Identify the line in which "Would you mind pointing out the silver" appears, then reproduce that line and all remaining lines of the records word for word.

─── SUPPLIED MATERIAL

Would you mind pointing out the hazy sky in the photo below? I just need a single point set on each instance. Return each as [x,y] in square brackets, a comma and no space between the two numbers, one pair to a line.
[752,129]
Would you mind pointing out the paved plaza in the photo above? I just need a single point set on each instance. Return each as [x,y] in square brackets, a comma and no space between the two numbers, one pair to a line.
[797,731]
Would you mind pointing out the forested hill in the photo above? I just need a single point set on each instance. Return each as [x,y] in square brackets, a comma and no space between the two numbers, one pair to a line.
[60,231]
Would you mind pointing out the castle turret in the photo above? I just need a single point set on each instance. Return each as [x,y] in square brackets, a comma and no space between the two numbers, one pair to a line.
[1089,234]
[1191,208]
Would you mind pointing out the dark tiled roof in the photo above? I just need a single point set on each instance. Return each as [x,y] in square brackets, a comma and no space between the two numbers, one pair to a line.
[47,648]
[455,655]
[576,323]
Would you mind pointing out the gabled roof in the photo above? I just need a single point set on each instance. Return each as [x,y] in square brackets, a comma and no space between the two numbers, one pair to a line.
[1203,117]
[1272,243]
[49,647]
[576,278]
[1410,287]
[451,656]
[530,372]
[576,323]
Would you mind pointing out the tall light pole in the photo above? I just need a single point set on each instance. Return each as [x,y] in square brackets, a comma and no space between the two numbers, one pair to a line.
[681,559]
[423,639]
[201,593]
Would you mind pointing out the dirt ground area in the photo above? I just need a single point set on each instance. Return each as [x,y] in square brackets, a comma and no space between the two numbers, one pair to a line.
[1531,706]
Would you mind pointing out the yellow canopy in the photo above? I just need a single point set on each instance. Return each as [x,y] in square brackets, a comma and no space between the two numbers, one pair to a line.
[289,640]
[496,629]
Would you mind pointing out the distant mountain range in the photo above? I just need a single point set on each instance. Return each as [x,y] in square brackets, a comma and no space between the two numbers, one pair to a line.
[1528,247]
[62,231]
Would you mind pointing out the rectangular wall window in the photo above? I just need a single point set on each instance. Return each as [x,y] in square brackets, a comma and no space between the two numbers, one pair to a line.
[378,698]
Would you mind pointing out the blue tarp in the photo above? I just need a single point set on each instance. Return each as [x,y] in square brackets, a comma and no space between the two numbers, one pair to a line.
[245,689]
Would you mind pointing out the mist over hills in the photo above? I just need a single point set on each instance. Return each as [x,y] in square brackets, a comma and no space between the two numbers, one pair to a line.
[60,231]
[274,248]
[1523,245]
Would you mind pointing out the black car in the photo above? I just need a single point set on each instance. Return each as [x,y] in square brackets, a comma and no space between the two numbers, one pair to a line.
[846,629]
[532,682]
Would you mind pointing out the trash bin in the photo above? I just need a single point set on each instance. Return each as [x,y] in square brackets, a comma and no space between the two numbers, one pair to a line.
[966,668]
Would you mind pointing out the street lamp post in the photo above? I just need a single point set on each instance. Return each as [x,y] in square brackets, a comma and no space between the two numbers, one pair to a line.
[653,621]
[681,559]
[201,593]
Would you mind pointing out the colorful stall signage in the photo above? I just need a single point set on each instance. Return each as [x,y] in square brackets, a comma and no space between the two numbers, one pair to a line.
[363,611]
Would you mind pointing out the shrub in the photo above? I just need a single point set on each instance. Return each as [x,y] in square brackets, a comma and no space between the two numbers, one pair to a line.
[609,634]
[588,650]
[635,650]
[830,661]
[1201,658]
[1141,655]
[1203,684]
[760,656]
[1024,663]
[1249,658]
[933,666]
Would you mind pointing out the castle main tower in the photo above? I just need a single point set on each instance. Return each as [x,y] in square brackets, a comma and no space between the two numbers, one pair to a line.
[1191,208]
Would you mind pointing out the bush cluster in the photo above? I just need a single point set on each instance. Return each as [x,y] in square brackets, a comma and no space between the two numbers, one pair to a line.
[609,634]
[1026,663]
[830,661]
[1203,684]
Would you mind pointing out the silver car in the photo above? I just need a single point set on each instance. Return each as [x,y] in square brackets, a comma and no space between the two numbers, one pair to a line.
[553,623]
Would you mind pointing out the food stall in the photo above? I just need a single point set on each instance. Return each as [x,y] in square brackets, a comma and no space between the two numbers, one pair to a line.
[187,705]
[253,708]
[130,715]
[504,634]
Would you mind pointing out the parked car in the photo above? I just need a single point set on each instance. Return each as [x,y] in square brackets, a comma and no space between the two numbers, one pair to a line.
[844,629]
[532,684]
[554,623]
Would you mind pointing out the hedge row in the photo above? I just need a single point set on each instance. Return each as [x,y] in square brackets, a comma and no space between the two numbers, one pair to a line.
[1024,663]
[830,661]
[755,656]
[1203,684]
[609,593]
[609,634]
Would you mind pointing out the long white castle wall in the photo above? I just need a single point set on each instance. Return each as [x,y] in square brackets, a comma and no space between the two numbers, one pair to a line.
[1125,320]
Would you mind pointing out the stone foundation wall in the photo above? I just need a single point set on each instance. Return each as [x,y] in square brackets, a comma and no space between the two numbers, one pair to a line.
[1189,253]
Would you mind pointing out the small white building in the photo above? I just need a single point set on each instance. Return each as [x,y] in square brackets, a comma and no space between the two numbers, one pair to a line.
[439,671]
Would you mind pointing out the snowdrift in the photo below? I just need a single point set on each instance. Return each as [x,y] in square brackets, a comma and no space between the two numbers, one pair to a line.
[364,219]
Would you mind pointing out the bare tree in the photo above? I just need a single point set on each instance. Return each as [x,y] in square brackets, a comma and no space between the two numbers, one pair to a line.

──────

*TASK ANSWER:*
Would you mind pointing out the silver car in the photo above? I just need a single point set on each instance. Return each as [x,y] in square brackets, a comma and no space between the two numbers, one pair to a line.
[553,623]
Would you mind pointing out the food stall in the photo above? I just need a single point set on each instance. Return each as [x,y] in square brackets, a comma and no space between the two numbers, one pair to a line.
[187,705]
[253,708]
[130,715]
[504,634]
Would you mind pointing out the parked car in the photo above? I just need a single point set on each instance. Return each as [x,y] in square brackets, a comma and no space between the two numbers, one pair to a line.
[844,629]
[532,684]
[554,623]
Would you mind pointing out the hedge row in the photo above? I just need a single point set on each instance. Return each as [x,y] in square brackets, a comma and no space between the two numbers, one pair to a line.
[1024,663]
[830,661]
[755,656]
[1203,684]
[609,593]
[609,634]
Would you mind pointing out the long white castle wall in the photo above? I just need a single point set on each instance. Return each as [x,y] in square brackets, a comma and no space between the two numbers, one pair to a line.
[1125,320]
Would you mind pointing out the stone foundation wall in the photo above? I just need a single point set on each instance. Return each as [x,y] in square brackets, a comma and no space between the two numbers, one pair to a line.
[1189,253]
Would you mind pointing out the small white building in the photo above? I just need a single point set on each instance. Return each as [x,y] in square brackets, a comma and no space between the two numbers, one pair to a line.
[439,671]
Would you mind pointing out the snowdrift in the photo below? I just need a single point set on each instance. Return each as [x,y] in square brackets, a comma and no space between the two numbers, one pair to a line.
[364,219]
Would you mind pointing out the bare tree in the photo above? I just need a single point set on each instance. Return each as [x,y] in square brackets, a comma and no space between the two numbers, one pair to a line.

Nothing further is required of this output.